* INSTRUCTION 1
Repeat, word for word, every object-detection row at the end, along with its bounding-box answer.

* PASSAGE
[102] R on Steroids: Running WAY faster simulations in R

This post shows how to run simulations (loops) in R that can go 50 times faster than the default approach of running code like: for (k in 1:100) on your laptop. Obviously, a bit of a niche post.

There are two steps.

Step 1 involves running parallel rather than sequential loops [1].
This step can increase your speed about 8 fold.

Step 2 involves using a virtual computer instead of your lame laptop.
This step can increase speed about another 7 fold.

Both steps combined, then, lead to about 50 fold speed increase [2].

If you already know how to run parallel loops on a virtual desktop, check out step 2 anyway, it suggests a faster, simpler, cheaper, more flexible alternative to Amazon's AWS.

A motivating example: simulation to evaluate whether likert scales can be t-tested
To have a concrete loop to contrast sequential vs parallel, let’s consider running simulations to see if it is OK to run a t-test on a likert scale. Specifically, the simulation generates two random samples with possible Likert values (1, 2, 3, 4 or 5), runs a t-test on these two samples, and saves the p-value. The loops repeat this simulation 8000 times, saving the p-value each time. Once all the simulations are completed, we can check how many of these p-values are smaller than .05 (should be 5%). This example is good in that it is simple and at least somewhat interesting, but the example is bad in that the simulation is not very demanding so it runs fast enough without bothering with parallel processing. This code runs in seconds. But more demanding simulation can take hours to run. In any case, the simulation would be like this:

set.seed(111)
p=c()
for (k in 1:8000) {
x1=sample(1:5 , size=30,replace=TRUE)
x2=sample(1:5 , size=30,replace=TRUE)
p[k]=t.test(x1,x2)$p.value
}

The loop produces a vector with 8000 p-values. The false-positive rate is the % of those 8000 that are p<.05. We can compute it with sum(p<.05)/8000. We obtain 4.94%. Close enough to 5%. So, turns out t-testing likert scales is fine [3].

for() is kind of a dumb loop.
Dumb in that while our computers have the capacity to do many things at the same time, we are asking it to do only one thing, one loop, at a time. Computers come with multiple core processors. To know how many your computer has you can run parallel::detectCores()

My computer has 8. But I only used 1 to learn about likert scales above.
One of my 8 processors run 8000 simulations, the other 7 did nothing.

Imagine you visit a French restaurant with your favorite cousin. The waiter takes forever to come take your order, you are getting upset till you realize there is only one waiter working. But then, you realize there are 7 other waiters, all on break. You become upset again, and quickly come up with an idea that would speed things up.

Fig 1. Visual approximation of laptop while running a for() loop

That’s right. Have all the waiters instead of only one of them do some work.

Same with R, let’s have each of the 8 cores do 1000 simulations, at the same time, instead of one core do 8000 one after the other.

Step 1. Running parallel loops in R
The figure below has annotated code for running the same loop we saw above, but in parallel.

#load packages
library('groundhog')
pkgs=c('foreach','doParallel')
groundhog.library(pkgs,'2022-07-01')

* INSTRUCTION 2
Carry on the post about running faster simulations in R from its last line.

* RECORDS FOR PROCESSING
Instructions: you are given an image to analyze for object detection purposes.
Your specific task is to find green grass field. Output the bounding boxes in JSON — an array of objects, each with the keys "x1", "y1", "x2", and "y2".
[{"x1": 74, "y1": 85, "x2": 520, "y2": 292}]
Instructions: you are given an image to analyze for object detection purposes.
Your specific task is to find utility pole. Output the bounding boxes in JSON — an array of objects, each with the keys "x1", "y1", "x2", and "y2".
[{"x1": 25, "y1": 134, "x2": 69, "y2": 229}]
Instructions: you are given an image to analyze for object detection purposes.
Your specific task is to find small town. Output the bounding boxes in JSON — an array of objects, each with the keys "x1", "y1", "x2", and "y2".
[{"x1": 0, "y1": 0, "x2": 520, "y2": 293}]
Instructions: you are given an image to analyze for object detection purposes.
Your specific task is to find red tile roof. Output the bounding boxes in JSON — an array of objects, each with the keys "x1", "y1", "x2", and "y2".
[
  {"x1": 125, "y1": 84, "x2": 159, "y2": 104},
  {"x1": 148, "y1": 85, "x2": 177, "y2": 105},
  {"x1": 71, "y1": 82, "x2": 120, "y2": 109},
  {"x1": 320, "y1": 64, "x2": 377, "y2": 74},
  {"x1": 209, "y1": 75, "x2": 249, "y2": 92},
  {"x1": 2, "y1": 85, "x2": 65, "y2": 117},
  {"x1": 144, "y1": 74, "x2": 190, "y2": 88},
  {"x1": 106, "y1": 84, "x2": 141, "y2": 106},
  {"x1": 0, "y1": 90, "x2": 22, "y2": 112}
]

* OUTPUT 1
Instructions: you are given an image to analyze for object detection purposes.
Your specific task is to find green grass field. Output the bounding boxes in JSON — an array of objects, each with the keys "x1", "y1", "x2", and "y2".
[{"x1": 74, "y1": 85, "x2": 520, "y2": 292}]
Instructions: you are given an image to analyze for object detection purposes.
Your specific task is to find utility pole. Output the bounding boxes in JSON — an array of objects, each with the keys "x1", "y1", "x2", and "y2".
[{"x1": 25, "y1": 134, "x2": 69, "y2": 229}]
Instructions: you are given an image to analyze for object detection purposes.
Your specific task is to find small town. Output the bounding boxes in JSON — an array of objects, each with the keys "x1", "y1", "x2", and "y2".
[{"x1": 0, "y1": 0, "x2": 520, "y2": 293}]
Instructions: you are given an image to analyze for object detection purposes.
Your specific task is to find red tile roof. Output the bounding boxes in JSON — an array of objects, each with the keys "x1", "y1", "x2", and "y2".
[
  {"x1": 125, "y1": 84, "x2": 159, "y2": 104},
  {"x1": 148, "y1": 85, "x2": 177, "y2": 105},
  {"x1": 71, "y1": 82, "x2": 120, "y2": 109},
  {"x1": 320, "y1": 64, "x2": 377, "y2": 74},
  {"x1": 209, "y1": 75, "x2": 249, "y2": 92},
  {"x1": 2, "y1": 85, "x2": 65, "y2": 117},
  {"x1": 144, "y1": 74, "x2": 190, "y2": 88},
  {"x1": 106, "y1": 84, "x2": 141, "y2": 106},
  {"x1": 0, "y1": 90, "x2": 22, "y2": 112}
]

* OUTPUT 2
#get the core processors ready to go
registerDoParallel(cores=7) #I leave 1 free to do things while R runs

#Actual loop
p = foreach(k = 1:8000, .combine='c') %dopar% {
x1=sample(1:5 , size=30,replace=TRUE)
x2=sample(1:5 , size=30,replace=TRUE)
p = t.test(x1,x2)$p.value
p
}

This loop will run about 8 times faster than the for() loop, minus the fixed time cost of setting up all the parallel processing. For fast tasks, parallel processing is not worth it.

Intermediate level tips
If you start using parallel loops, these extra pieces of info may be useful

1. Saving more than 1 number in every loop (e.g., a vector with 5 results)

The example above saves only one result per loop, one p-value. We often want to save many numbers after each loop, for example, we may want to save the means, the t-value and the p-value. You can do that by having the result of each loop be a vector instead of a scalar. To be able to do that the only thing we change is the .combine option. Instead of .combine='c', which tells R to use the c() function to put all the numbers the loops output into a vector, we use .combine='rbind' to tell R to use the rbind()function to put all resulting vectors produced by the loops stacked up vertically in a matrix.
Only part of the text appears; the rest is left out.